#### [Extract to read]
:::::

You Can't Win is the third full-length by Dolorean, released in 2007 on Yep Roc Records. The album was largely well received by professional critics, and met with positive reviews in Q and Uncut.

History

Production
On a post on Yep Roc's Website, frontman Al James wrote "Neil Young used to book studio time and shows for himself and Crazy Horse without rehearsing new songs with the band." James booked several shows and several subsequent dates in a recording studio as a result. "The performances were raw, passionate, and loose - everything that we hadn't been able to capture on previous recordings." Beyond Dolorean, Emil Amos of Holy Sons also contributed guitar.

Release and reception

You Can't Win was released on February 20, 2007 on Yep Roc. That year it would come out as a digital download, a CD, and a vinyl LP. The album was largely well received by professional critics, and met with positive reviews in Q and UnCut.

:::::

#### [Records provided]

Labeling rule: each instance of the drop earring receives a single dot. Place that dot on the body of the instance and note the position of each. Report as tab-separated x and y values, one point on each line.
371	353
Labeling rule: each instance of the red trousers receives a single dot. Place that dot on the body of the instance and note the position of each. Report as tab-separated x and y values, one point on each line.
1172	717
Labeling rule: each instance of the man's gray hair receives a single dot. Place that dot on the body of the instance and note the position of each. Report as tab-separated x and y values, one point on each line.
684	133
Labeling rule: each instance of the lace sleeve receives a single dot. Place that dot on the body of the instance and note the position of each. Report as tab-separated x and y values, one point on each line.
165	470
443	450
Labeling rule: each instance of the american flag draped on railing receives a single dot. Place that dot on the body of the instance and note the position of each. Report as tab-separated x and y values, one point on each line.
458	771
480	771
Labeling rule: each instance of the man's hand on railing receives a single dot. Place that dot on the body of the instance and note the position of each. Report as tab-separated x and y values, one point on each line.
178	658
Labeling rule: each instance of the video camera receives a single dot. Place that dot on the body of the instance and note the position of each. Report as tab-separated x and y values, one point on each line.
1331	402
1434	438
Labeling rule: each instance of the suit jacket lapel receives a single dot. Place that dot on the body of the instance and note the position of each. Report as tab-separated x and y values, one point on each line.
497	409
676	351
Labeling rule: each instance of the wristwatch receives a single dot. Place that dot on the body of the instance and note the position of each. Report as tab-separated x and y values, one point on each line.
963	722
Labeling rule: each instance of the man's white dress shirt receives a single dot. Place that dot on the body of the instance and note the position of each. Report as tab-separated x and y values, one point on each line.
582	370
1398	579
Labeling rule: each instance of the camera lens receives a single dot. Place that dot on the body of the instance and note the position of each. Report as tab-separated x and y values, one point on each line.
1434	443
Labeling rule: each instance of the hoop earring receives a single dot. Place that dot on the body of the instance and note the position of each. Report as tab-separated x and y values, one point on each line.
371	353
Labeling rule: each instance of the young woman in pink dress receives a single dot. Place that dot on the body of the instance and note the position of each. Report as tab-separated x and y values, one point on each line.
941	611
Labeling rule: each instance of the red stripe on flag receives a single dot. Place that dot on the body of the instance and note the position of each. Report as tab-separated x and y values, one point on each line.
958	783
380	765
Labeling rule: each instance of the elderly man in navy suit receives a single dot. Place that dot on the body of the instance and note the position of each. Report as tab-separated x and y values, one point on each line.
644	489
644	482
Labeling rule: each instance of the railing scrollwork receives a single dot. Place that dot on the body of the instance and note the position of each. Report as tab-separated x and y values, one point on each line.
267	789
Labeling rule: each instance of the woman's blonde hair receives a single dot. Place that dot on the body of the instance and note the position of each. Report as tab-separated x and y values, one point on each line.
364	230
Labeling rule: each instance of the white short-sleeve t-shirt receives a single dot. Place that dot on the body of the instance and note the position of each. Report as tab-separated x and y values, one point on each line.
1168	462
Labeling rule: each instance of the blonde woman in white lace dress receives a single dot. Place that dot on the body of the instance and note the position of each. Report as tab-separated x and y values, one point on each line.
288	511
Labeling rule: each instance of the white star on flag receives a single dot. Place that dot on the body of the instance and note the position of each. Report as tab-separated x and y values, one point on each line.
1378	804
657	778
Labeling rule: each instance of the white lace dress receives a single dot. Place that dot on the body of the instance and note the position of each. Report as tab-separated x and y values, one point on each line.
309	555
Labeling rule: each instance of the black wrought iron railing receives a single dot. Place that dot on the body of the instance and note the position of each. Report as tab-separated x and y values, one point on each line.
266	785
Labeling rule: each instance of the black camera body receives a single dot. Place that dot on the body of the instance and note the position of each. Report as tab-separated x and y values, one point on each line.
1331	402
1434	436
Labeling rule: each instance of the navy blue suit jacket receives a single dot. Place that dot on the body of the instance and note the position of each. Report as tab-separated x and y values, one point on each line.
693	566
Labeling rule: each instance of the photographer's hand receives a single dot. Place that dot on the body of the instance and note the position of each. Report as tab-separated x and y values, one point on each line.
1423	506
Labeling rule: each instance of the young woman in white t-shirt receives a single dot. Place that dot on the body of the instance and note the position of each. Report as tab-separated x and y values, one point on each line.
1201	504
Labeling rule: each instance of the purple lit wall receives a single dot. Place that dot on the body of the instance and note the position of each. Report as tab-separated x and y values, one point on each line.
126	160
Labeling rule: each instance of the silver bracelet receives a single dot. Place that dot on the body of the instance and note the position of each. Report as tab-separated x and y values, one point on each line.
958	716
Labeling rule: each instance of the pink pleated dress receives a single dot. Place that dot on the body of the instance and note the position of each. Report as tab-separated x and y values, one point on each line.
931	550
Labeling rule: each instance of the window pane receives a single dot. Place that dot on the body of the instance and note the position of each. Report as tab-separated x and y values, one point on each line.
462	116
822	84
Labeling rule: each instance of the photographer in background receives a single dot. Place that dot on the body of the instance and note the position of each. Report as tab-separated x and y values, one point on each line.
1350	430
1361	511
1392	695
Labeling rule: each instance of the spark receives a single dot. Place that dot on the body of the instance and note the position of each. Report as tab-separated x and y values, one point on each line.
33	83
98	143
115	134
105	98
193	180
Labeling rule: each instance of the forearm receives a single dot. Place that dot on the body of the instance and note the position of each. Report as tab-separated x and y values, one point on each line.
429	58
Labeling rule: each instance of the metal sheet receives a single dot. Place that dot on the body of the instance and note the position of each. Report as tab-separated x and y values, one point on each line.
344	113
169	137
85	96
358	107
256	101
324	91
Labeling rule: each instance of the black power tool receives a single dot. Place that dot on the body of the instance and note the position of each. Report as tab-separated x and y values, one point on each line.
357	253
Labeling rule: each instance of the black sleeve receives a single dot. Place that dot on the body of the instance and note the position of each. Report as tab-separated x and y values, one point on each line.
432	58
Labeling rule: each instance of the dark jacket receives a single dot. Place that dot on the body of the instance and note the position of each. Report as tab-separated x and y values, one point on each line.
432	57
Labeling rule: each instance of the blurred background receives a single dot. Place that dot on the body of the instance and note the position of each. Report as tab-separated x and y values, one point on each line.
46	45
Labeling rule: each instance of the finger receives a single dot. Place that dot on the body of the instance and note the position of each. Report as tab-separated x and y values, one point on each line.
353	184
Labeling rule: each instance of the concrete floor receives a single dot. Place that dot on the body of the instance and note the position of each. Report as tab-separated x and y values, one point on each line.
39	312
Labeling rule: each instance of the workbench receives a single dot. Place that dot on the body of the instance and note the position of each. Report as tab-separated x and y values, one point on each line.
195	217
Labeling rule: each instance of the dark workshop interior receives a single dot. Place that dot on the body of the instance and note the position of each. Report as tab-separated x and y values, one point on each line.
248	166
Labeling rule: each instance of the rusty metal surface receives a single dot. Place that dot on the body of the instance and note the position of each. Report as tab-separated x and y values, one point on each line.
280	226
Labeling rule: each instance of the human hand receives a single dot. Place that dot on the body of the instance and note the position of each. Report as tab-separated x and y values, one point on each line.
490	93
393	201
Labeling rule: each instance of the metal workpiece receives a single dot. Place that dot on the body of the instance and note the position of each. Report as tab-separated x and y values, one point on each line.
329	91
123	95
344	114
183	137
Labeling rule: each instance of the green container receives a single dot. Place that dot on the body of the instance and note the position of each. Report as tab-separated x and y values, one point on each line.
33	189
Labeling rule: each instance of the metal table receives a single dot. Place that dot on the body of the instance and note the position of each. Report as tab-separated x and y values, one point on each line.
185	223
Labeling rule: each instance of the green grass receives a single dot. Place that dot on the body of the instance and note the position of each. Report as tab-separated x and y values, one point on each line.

:::::

#### [Task requirements]
**A)** Report each line in the rows above that contains the string "blonde", copying every such line in full.
**B)** Please extend the text about the album You Can't Win, picking up right after its last sentence.

#### [Per-task outputs]
**A)**
Labeling rule: each instance of the woman's blonde hair receives a single dot. Place that dot on the body of the instance and note the position of each. Report as tab-separated x and y values, one point on each line.
Labeling rule: each instance of the blonde woman in white lace dress receives a single dot. Place that dot on the body of the instance and note the position of each. Report as tab-separated x and y values, one point on each line.

**B)**
AllMusic gave it a rating of 3.5/5, and reviewer Margaret Reges described the album as "the kind of terrain traversed by other introspective, rustic, youngish men like Jeff Tweedy, Joe Purdy, and (to an extent) Will Oldham -- the kind of place you go if you're looking for empty stretches of pavement and hulking, rusted-out factories moldering in the tall grass. Dolorean's lead singer and songwriter, Al James, is interested in stories about men on the outskirts; You Can't Win, to put it in the words of writer James Salter, concerns itself with 'a breed of aimless wanderers' who 'have an infuriating power, that of condemned men. They can talk to anybody; they can speak the truth.'" PopMatters gave it 7/10, and wrote that "Dolorean play in a relaxed lockstep befitting James’ tales of emotional drift." No Depression gave it a glowing review.

Track listing
All songs written by Al James. All songs arranged and performed by Dolorean.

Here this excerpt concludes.